» **Work required**
Report each line of the records below that uses the word "snowy".

>>>

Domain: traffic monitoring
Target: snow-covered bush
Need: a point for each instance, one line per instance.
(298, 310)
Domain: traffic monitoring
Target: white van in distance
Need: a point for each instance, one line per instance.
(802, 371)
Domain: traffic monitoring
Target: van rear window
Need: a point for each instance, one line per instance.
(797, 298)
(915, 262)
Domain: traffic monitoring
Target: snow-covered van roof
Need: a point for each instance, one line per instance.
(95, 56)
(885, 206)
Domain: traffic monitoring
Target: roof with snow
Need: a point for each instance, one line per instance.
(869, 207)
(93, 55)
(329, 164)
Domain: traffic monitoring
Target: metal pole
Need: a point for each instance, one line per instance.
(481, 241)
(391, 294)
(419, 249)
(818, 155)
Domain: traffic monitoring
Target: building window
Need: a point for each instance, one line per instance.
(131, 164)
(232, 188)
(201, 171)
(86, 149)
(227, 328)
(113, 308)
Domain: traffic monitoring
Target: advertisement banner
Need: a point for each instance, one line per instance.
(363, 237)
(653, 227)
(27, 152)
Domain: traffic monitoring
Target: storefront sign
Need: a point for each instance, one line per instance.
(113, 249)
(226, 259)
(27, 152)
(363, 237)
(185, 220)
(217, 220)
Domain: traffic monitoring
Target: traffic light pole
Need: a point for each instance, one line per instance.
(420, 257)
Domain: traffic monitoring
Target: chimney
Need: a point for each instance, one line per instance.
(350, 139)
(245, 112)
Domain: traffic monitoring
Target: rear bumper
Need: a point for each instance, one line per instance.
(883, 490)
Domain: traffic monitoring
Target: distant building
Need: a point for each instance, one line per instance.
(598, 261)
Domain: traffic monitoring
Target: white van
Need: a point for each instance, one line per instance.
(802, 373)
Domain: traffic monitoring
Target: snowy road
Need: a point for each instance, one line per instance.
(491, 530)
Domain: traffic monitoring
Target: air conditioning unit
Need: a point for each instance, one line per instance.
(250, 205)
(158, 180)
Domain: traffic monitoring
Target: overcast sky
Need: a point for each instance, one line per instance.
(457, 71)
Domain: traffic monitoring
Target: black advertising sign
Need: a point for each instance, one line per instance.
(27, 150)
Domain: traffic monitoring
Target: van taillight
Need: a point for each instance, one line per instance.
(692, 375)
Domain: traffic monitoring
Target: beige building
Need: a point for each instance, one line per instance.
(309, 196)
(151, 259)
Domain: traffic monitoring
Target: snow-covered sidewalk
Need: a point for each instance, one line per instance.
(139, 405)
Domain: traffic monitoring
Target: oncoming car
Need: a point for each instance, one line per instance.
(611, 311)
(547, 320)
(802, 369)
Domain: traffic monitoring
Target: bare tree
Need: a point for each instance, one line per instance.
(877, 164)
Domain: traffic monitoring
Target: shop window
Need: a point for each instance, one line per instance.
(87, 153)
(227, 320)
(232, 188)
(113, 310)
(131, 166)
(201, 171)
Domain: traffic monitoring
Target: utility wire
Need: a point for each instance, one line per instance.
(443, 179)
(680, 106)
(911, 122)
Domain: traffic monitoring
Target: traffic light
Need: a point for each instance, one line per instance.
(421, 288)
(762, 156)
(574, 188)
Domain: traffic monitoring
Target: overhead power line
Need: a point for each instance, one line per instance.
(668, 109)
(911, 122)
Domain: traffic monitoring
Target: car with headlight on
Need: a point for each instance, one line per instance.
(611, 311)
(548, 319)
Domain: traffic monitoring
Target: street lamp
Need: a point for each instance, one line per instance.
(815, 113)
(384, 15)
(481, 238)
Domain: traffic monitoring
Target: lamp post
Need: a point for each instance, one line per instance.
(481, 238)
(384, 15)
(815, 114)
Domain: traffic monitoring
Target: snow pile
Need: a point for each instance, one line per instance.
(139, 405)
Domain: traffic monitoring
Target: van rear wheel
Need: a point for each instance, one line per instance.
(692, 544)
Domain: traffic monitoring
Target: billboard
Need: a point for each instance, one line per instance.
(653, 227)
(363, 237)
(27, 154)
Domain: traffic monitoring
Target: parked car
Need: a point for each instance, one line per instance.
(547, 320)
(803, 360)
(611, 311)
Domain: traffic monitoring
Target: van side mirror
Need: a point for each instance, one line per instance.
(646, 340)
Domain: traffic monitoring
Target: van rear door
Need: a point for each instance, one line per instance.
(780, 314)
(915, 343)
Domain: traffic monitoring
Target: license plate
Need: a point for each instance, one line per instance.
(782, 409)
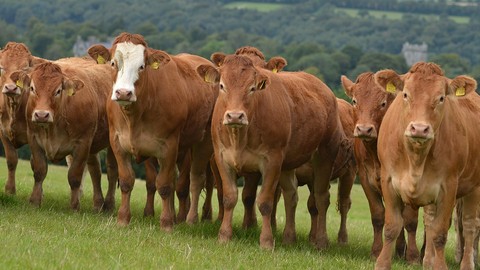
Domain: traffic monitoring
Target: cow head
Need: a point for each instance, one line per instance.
(369, 102)
(239, 82)
(129, 58)
(425, 92)
(48, 88)
(13, 58)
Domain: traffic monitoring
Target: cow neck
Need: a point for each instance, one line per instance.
(13, 105)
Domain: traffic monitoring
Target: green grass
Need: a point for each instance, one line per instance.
(263, 7)
(393, 15)
(53, 237)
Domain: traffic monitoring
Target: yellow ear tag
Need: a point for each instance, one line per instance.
(70, 92)
(100, 59)
(155, 65)
(460, 92)
(19, 83)
(391, 88)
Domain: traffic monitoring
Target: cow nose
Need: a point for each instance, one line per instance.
(419, 130)
(365, 131)
(123, 95)
(10, 89)
(41, 116)
(235, 118)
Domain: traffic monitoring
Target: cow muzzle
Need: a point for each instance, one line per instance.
(235, 118)
(11, 89)
(365, 132)
(124, 96)
(419, 131)
(42, 117)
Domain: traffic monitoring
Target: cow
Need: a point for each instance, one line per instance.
(271, 123)
(61, 123)
(428, 147)
(370, 104)
(159, 108)
(14, 57)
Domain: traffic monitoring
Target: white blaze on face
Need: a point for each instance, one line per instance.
(129, 58)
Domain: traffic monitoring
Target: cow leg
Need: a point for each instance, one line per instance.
(182, 187)
(38, 162)
(345, 183)
(249, 195)
(377, 211)
(393, 223)
(410, 218)
(76, 172)
(470, 222)
(266, 198)
(230, 197)
(312, 210)
(322, 166)
(218, 184)
(198, 174)
(112, 176)
(93, 163)
(289, 184)
(150, 175)
(165, 183)
(12, 160)
(207, 209)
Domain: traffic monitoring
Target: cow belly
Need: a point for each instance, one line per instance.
(142, 145)
(419, 192)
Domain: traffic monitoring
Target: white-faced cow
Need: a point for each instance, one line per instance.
(271, 123)
(158, 108)
(428, 148)
(62, 122)
(370, 103)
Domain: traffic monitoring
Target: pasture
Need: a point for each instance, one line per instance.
(53, 237)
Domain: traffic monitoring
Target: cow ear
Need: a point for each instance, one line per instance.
(156, 58)
(462, 85)
(21, 79)
(99, 53)
(261, 82)
(208, 73)
(71, 86)
(276, 64)
(347, 85)
(389, 80)
(217, 58)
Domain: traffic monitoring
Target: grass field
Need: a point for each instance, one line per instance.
(53, 237)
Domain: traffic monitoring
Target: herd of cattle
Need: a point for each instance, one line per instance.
(411, 138)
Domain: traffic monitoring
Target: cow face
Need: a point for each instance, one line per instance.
(369, 102)
(239, 83)
(425, 92)
(15, 57)
(129, 58)
(49, 88)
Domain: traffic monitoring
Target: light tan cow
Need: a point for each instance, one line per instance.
(428, 148)
(370, 104)
(271, 123)
(60, 125)
(13, 100)
(158, 108)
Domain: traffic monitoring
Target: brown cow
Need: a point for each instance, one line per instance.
(271, 123)
(370, 103)
(14, 57)
(159, 108)
(59, 124)
(428, 148)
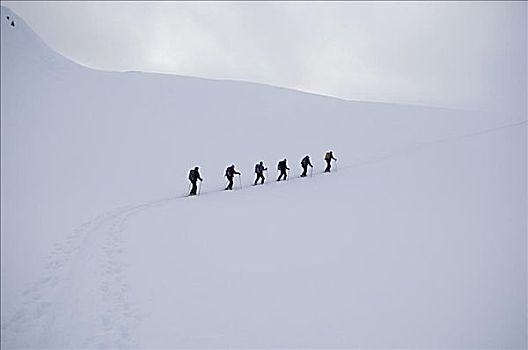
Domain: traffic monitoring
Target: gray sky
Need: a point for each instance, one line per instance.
(454, 54)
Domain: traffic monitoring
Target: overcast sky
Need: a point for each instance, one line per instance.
(454, 54)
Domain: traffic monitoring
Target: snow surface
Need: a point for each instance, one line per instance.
(417, 239)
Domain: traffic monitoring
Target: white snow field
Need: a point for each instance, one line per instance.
(417, 239)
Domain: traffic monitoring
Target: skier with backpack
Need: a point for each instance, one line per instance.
(282, 167)
(328, 158)
(194, 176)
(259, 170)
(230, 173)
(305, 162)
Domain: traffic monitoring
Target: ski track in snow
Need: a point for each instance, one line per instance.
(95, 247)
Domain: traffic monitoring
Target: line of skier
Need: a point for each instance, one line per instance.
(282, 167)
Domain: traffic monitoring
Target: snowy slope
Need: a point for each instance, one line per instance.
(418, 240)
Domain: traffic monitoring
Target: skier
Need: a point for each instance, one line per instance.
(230, 173)
(305, 162)
(328, 158)
(282, 167)
(194, 176)
(259, 170)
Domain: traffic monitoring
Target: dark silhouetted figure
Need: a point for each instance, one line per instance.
(194, 176)
(259, 170)
(305, 163)
(230, 173)
(282, 167)
(328, 158)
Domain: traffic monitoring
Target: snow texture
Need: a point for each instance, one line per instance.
(416, 239)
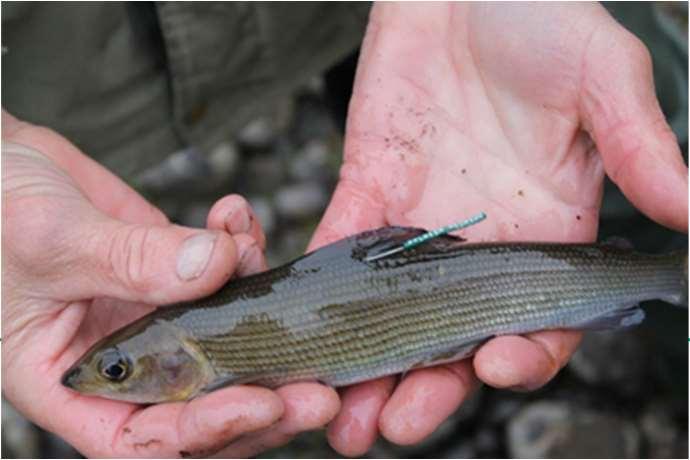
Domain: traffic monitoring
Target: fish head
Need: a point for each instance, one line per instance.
(146, 362)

<<<

» **Exercise output**
Target: snowy road
Target: snowy slope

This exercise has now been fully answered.